- [TASK DIRECTIONS]: Copy out every one of the rows below word for word, with nothing changed.

________________

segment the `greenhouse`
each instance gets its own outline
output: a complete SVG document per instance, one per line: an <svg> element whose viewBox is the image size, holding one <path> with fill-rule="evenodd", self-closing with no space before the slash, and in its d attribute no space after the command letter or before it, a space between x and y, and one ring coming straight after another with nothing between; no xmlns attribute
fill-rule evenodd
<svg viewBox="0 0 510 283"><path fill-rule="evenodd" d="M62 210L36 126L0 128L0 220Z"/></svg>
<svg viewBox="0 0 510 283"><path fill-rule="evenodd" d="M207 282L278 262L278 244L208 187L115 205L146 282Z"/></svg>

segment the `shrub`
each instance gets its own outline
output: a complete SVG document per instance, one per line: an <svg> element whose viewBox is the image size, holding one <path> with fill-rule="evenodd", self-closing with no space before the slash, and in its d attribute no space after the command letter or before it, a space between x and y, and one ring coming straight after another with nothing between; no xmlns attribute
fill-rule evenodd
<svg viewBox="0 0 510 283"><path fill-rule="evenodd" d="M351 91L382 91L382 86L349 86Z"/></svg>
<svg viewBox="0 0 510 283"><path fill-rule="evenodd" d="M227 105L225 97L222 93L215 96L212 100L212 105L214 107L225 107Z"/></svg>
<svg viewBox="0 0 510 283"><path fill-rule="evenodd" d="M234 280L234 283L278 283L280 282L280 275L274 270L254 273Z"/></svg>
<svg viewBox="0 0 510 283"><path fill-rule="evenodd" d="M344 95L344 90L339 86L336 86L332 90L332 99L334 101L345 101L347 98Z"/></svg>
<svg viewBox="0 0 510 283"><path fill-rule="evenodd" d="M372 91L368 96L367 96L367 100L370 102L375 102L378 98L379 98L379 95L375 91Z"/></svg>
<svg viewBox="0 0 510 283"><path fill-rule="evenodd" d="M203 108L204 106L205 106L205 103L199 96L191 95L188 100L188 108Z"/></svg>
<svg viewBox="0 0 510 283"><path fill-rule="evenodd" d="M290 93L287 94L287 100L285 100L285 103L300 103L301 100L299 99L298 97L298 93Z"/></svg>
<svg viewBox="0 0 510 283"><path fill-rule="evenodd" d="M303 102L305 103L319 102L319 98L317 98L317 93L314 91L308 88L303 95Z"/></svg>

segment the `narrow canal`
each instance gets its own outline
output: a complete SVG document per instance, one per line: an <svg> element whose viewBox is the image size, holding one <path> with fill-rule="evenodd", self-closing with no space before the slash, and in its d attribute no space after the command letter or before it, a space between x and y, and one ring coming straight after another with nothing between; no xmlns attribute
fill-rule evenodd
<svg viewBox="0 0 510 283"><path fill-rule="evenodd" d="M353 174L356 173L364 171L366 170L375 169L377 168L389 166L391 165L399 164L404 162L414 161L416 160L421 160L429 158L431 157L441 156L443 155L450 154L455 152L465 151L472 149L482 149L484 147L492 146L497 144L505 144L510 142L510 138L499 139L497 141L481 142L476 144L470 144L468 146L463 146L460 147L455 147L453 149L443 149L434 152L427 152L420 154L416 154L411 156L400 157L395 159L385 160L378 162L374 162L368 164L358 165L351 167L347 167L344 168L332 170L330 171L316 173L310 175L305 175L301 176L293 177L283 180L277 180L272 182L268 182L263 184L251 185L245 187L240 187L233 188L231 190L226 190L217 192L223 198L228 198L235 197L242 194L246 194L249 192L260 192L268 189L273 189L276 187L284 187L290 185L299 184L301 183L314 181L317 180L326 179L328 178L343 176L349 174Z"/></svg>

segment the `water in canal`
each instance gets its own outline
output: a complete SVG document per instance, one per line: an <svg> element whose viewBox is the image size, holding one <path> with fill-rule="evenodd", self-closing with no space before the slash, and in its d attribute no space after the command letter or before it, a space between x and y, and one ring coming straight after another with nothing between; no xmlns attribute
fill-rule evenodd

________________

- [FINAL RESULT]:
segment the `greenhouse`
each instance gets its own outline
output: a complete SVG document per instance, one per line: an <svg> element whose viewBox is the image size, holding one <path> with fill-rule="evenodd", self-closing with no space before the slash, and in its d attribute no space after the command letter or before it, a space between x and y, and one ring coming straight after another with nothing between; no xmlns attribute
fill-rule evenodd
<svg viewBox="0 0 510 283"><path fill-rule="evenodd" d="M62 210L36 126L0 128L0 220Z"/></svg>
<svg viewBox="0 0 510 283"><path fill-rule="evenodd" d="M207 282L278 262L278 244L208 187L115 205L146 282Z"/></svg>

segment the `shrub`
each instance gets its own outline
output: a complete SVG document per instance, one per line: an <svg> element whose viewBox is the image size, holding one <path> with fill-rule="evenodd", self-closing with no space before the slash, and in its d attribute no space after the command letter or before it, a space between x and y, and one ring coming straight after another with nothing between; no xmlns attribute
fill-rule evenodd
<svg viewBox="0 0 510 283"><path fill-rule="evenodd" d="M351 91L382 91L382 86L349 86Z"/></svg>
<svg viewBox="0 0 510 283"><path fill-rule="evenodd" d="M227 105L225 97L222 93L215 96L212 100L212 105L214 107L225 107Z"/></svg>
<svg viewBox="0 0 510 283"><path fill-rule="evenodd" d="M234 280L234 283L278 283L280 282L280 275L274 270L254 273Z"/></svg>
<svg viewBox="0 0 510 283"><path fill-rule="evenodd" d="M344 95L344 90L339 86L336 86L332 90L332 99L334 101L345 101L347 98Z"/></svg>
<svg viewBox="0 0 510 283"><path fill-rule="evenodd" d="M372 91L368 96L367 96L367 100L370 102L375 102L378 98L379 98L379 95L375 91Z"/></svg>
<svg viewBox="0 0 510 283"><path fill-rule="evenodd" d="M203 108L204 106L205 106L205 103L199 96L191 95L188 100L188 108Z"/></svg>
<svg viewBox="0 0 510 283"><path fill-rule="evenodd" d="M290 93L287 94L287 100L285 100L285 103L300 103L301 100L299 99L298 97L298 93Z"/></svg>
<svg viewBox="0 0 510 283"><path fill-rule="evenodd" d="M303 102L305 103L319 102L319 98L317 98L317 93L314 91L308 88L303 95Z"/></svg>

segment the `narrow canal`
each instance gets its own outline
output: a complete SVG document per instance, one per line: an <svg> element whose viewBox is the image size, holding one <path> with fill-rule="evenodd", self-closing with no space before the slash, and in its d attribute no space after the command letter or before it, a space between x and y, and one ring coming straight after another with nothing between; no xmlns attribute
fill-rule evenodd
<svg viewBox="0 0 510 283"><path fill-rule="evenodd" d="M353 174L356 173L364 171L366 170L375 169L377 168L389 166L391 165L399 164L404 162L414 161L416 160L421 160L429 158L431 157L441 156L443 155L450 154L455 152L465 151L472 149L482 149L484 147L492 146L497 144L505 144L510 142L510 138L499 139L497 141L481 142L476 144L470 144L468 146L463 146L460 147L455 147L453 149L443 149L434 152L427 152L420 154L416 154L411 156L400 157L395 159L385 160L378 162L374 162L368 164L358 165L351 167L347 167L344 168L332 170L330 171L316 173L310 175L305 175L301 176L293 177L283 180L277 180L272 182L268 182L263 184L251 185L245 187L240 187L233 188L231 190L226 190L217 192L223 198L228 198L235 197L242 194L246 194L249 192L260 192L268 189L273 189L276 187L284 187L290 185L299 184L301 183L314 181L317 180L326 179L328 178L343 176L349 174Z"/></svg>

segment the `water in canal`
each instance gets its own outline
output: a complete SVG document per instance, one per line: an <svg> element whose viewBox is the image size, holding one <path> with fill-rule="evenodd", self-closing with no space before the slash, and in its d attribute no space after the command letter or before it, a space between x and y, and one ring coming straight after another with nothing between; no xmlns attribute
fill-rule evenodd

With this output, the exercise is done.